#### EXTRACTED TEXT:

• • •

A focus on combatting Hezbollah is bound to backfire.

Analysis | Middle East

As much of the world focused its attention on the recent flare up in the Palestinian-Israeli conflict, the Biden administration quietly announced a $15 million increase in the annual aid package for the Lebanese army.

Such steps could potentially serve to maintain a minimal level of security in Lebanon and prevent further U.S. entrenchment in the Middle East. At the same time increasing aid to the Lebanese army could serve to preserve a level of American influence in Lebanon as rival countries attempt to step up their role.

However, statements made by U.S. officials against the Lebanese Hezbollah pose the question as to whether this increased aid has more to do with an anti-Hezbollah agenda. 

Washington’s security concerns in Lebanon

Interestingly the announcement of increased aid to the Lebanese army coincided with a letter from House Foreign Affairs Committee chair Gregory Meeks and a handful of Democratic lawmakers to Secretary of State Antony Blinken stating that supporting Lebanon has now become a security imperative, even going as far as to warn that further deterioration in the country had the potential to pose a threat to U.S. national security.

• • •

#### MATERIAL SHOWN:

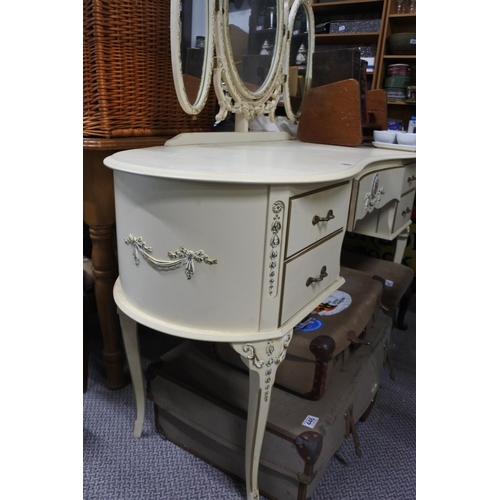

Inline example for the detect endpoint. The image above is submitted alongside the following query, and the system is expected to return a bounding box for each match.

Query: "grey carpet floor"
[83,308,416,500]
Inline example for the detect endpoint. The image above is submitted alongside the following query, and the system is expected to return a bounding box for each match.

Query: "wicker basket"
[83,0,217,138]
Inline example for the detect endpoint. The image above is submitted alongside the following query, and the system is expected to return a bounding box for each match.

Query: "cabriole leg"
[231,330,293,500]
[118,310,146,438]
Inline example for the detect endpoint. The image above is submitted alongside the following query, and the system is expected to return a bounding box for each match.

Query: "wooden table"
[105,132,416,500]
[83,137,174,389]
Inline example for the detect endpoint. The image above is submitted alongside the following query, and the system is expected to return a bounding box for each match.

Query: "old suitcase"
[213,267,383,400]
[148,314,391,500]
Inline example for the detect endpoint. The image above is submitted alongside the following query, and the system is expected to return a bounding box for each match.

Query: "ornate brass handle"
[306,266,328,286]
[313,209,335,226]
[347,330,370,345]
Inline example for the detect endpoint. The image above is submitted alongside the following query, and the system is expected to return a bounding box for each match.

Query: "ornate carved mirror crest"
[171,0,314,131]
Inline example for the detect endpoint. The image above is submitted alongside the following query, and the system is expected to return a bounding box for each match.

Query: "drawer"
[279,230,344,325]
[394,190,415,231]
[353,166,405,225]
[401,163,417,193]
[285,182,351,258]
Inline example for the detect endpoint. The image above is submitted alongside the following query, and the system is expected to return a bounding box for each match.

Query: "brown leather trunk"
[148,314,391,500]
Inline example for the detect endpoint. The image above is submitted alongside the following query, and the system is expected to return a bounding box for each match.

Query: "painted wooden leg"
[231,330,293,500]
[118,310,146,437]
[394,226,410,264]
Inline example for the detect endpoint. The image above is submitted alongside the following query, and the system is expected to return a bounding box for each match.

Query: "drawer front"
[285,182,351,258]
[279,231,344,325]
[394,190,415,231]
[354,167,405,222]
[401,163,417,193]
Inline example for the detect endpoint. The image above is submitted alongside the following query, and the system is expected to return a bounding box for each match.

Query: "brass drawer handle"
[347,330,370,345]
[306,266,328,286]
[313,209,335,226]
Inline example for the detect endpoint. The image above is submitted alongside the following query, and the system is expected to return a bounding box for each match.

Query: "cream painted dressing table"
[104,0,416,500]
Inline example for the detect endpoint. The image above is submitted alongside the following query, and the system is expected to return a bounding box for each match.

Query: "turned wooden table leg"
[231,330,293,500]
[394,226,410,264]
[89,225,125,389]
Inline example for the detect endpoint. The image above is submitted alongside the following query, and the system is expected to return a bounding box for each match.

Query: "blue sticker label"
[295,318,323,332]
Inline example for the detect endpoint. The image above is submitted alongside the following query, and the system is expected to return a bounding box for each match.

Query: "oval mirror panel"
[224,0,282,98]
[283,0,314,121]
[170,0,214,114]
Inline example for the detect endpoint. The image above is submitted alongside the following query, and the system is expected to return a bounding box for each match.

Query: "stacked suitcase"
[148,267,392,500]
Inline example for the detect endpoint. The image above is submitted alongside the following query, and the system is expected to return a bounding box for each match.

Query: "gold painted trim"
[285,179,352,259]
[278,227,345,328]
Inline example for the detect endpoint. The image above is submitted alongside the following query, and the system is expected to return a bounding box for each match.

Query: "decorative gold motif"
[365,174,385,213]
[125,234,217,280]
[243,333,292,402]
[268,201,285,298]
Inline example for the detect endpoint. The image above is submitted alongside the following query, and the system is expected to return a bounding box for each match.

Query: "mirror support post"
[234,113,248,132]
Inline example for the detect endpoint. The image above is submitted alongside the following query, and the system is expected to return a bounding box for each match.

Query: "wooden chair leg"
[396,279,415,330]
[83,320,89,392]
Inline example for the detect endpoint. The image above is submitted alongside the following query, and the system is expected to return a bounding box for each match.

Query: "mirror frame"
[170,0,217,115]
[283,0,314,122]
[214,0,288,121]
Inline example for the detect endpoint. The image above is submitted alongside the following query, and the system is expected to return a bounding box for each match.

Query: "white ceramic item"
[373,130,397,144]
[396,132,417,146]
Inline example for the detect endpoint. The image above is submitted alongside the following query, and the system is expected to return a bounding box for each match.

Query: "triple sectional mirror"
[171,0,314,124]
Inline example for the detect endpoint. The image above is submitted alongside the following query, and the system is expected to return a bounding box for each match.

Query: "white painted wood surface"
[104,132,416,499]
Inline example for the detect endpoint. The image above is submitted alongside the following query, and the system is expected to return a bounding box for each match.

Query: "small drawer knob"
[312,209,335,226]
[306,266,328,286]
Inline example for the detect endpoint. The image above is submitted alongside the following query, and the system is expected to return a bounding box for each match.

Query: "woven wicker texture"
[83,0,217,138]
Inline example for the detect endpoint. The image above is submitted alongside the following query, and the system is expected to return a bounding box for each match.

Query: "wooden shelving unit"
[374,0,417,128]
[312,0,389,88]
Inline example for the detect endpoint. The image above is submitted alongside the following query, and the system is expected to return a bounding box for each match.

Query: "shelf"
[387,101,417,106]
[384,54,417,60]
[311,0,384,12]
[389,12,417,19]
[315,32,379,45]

• • •

Can you reproduce, word for word, the part of the article on U.S. aid to the Lebanese army that opens with the words containing "A focus on combatting" and closes with "the Lebanese army."?

A focus on combatting Hezbollah is bound to backfire.

Analysis | Middle East

As much of the world focused its attention on the recent flare up in the Palestinian-Israeli conflict, the Biden administration quietly announced a $15 million increase in the annual aid package for the Lebanese army.